_CONSIGNE 1_
Traduisez en anglais cette phrase de l'article sur la séparation des banques : « Avec la réforme Vickers, les Britanniques, eux, ont opté pour le “cloisonnement” des activités de banque de détail. »
_CONSIGNE 2_
Recopiez sans rien changer le passage de l'article sur la séparation des banques qui va de « Ce faisant, les » jusqu'à « activités de marché. » inclus.

La séparation des banques en marche

Chargé de plancher sur la délicate question de la scission des banques, le rapport Liikanen ne préconise pas de couper les grandes banques en deux mais d’isoler les activités de marché les plus risquées.

Commandé par le commissaire européen au marché intérieur et aux services Michel Barnier, le très attendu rapport du groupe d’experts dirigé par Erkki Liikanen, gouverneur de la banque centrale finlandaise, est sorti. Pour éviter que le contribuable ne soit à l’avenir à nouveau obligé de voler au secours des banques considérées comme trop grosses pour faire faillite (too big to fail), il recommande d’isoler au sein d’une entité distincte les activités les plus risquées. Objectif ? Eviter que ces dernières ne contaminent les métiers plus traditionnels de la banque de détail. Et mettre ainsi à l’abri les dépôts des épargnants garantis par les pouvoirs publics. Le tout avec une construction basée sur le principe de celle des sous-marins, dotés de compartiments étanches censés empêcher qu’une fuite dans l’un provoque des dommages dans les autres.

Ce faisant, les recommandations du rapport Liikanen se démarquent des voies choisies par la règle Volcker aux Etats-Unis et la réforme Vickers en Grande-Bretagne. Du nom de l’ancien président de la banque centrale américaine (Paul Volcker), la réforme américaine prévoit l’interdiction du trading que les banques réalisent pour elles-mêmes et non pas pour un client (ce que dans le jargon on appelle le trading pour compte propre). Avec la réforme Vickers, les Britanniques, eux, ont opté pour le “cloisonnement” des activités de banque de détail. A l’inverse de l’Europe continentale qui prend le chemin de l’isolement des activités de marché.

_DONNÉES FOURNIES_
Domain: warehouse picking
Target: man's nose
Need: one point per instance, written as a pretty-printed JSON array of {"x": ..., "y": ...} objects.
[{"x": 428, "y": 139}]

_SOLUTION 1_
With the Vickers reform, the British, for their part, opted for the “ring-fencing” of retail banking activities.

_SOLUTION 2_
Ce faisant, les recommandations du rapport Liikanen se démarquent des voies choisies par la règle Volcker aux Etats-Unis et la réforme Vickers en Grande-Bretagne. Du nom de l’ancien président de la banque centrale américaine (Paul Volcker), la réforme américaine prévoit l’interdiction du trading que les banques réalisent pour elles-mêmes et non pas pour un client (ce que dans le jargon on appelle le trading pour compte propre). Avec la réforme Vickers, les Britanniques, eux, ont opté pour le “cloisonnement” des activités de banque de détail. A l’inverse de l’Europe continentale qui prend le chemin de l’isolement des activités de marché.